▶ [TEXT EXCERPT]
Regarding the impact on the environment, neither material is an outright winner. While metal laptops can be more easily recycled, mining and producing metals like aluminum have considerable environmental repercussions. Plastic laptops, conversely, are crafted from non-renewable, petroleum-based materials that are less easily recycled and can take centuries to decompose in a landfill.
Ultimately, the best way to minimize your environmental impact is to select a laptop that meets your requirements and lasts longer, reducing the need for frequent replacements. It’s also worth getting a laptop that lets you replace its battery or other components like the keyboard with little trouble.
If you really want to manage your e-waste impact, you could look at modular laptops, such as the Framework series of laptops.
Generally, metal laptops are pricier than plastic ones due to the elevated cost of materials and manufacturing. However, this isn’t always true, as some high-end plastic laptops can carry hefty price tags, while budget-friendly metal laptops do exist.
When comparing prices, concentrate on the overall value offered by a laptop, considering its specifications, build quality, and design. Don’t assume that a metal laptop is inherently superior or more expensive than a plastic one. Instead, evaluate each laptop individually and consider the balance of price and features that best align with your needs and budget.
Unlike in the world of music, making a laptop metal doesn’t automatically make it better. So unless you absolutely must have the look and feel of a metal laptop specifically, don’t sweat this question too much.

(Records from a data collection)
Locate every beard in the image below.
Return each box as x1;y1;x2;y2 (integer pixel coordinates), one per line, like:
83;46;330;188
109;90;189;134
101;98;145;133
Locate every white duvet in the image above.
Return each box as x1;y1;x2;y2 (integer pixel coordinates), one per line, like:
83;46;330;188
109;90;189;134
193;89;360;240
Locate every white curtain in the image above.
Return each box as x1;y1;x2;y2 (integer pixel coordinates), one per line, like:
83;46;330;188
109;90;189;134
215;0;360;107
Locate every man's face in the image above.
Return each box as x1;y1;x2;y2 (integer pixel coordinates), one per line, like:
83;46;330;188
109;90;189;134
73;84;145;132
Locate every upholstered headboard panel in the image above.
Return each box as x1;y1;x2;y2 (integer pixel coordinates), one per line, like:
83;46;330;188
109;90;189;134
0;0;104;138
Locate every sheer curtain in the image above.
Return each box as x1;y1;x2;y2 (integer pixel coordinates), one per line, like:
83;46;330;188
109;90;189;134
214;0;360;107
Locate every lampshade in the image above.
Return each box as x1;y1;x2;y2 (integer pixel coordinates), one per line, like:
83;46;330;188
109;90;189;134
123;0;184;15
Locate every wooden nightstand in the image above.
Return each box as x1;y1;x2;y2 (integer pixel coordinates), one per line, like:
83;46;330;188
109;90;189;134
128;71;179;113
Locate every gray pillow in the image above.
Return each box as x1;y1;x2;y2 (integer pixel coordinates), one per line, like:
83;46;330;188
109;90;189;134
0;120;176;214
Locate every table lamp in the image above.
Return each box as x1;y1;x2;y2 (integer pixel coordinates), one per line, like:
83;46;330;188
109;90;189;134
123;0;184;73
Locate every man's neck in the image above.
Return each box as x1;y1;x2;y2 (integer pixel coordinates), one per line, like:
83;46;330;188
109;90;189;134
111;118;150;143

▶ [WORK TO COMPLETE]
Reproduce the part of the text about metal and plastic laptops starting with "Ultimately, the best" and going on through "laptops do exist.". Rely only on the text about metal and plastic laptops, not on the data.

▶ [RESPONSE]
Ultimately, the best way to minimize your environmental impact is to select a laptop that meets your requirements and lasts longer, reducing the need for frequent replacements. It’s also worth getting a laptop that lets you replace its battery or other components like the keyboard with little trouble.
If you really want to manage your e-waste impact, you could look at modular laptops, such as the Framework series of laptops.
Generally, metal laptops are pricier than plastic ones due to the elevated cost of materials and manufacturing. However, this isn’t always true, as some high-end plastic laptops can carry hefty price tags, while budget-friendly metal laptops do exist.